Supplied records
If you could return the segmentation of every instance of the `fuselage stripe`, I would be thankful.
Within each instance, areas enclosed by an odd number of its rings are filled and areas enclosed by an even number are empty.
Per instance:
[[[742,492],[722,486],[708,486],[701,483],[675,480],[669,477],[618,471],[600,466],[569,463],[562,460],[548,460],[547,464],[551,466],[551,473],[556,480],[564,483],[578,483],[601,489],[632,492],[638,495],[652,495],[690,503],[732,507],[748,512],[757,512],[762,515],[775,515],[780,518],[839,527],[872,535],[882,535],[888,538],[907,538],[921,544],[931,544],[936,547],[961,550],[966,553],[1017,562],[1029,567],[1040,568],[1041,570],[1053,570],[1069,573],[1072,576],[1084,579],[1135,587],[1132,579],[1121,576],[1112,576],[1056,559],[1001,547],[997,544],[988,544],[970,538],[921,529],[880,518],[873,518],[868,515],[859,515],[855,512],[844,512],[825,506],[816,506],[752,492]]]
---
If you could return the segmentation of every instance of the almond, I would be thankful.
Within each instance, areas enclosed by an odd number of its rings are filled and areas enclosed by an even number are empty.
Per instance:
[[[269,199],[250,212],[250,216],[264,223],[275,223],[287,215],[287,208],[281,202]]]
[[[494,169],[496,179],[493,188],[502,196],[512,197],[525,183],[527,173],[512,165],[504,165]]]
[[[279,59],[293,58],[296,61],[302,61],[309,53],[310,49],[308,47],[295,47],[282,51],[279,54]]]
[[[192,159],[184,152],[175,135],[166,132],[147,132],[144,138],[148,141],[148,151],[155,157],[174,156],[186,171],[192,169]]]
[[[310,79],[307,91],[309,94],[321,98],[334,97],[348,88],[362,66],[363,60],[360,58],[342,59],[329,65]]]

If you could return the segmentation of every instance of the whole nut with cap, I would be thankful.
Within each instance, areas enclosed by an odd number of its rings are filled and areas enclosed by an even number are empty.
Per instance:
...
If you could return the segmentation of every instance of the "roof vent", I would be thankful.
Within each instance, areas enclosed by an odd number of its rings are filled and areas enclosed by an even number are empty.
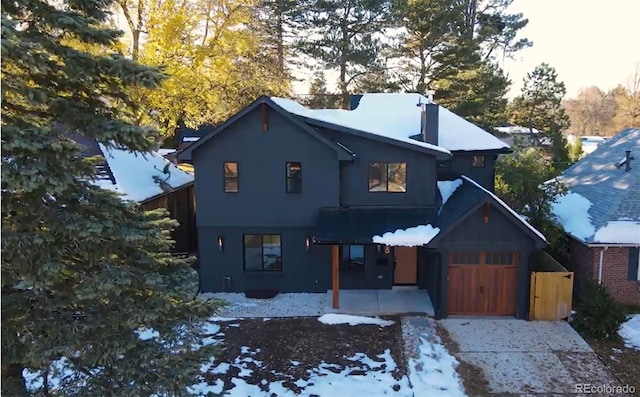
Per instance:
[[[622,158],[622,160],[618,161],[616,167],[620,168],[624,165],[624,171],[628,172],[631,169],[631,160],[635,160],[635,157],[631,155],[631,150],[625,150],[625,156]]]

What is being asked
Scan the entries above and copy each line where "thankful" occurs.

The answer
If you could return the segmentation of every instance of the `fuselage stripe`, I would be thankful.
If you could return the segmentation of every instance of the almond, I would be thankful.
If you could return the segmentation of every instance of the whole nut with cap, I would be thankful.
If you could return the segmentation of every instance of the "roof vent", I would be thankful.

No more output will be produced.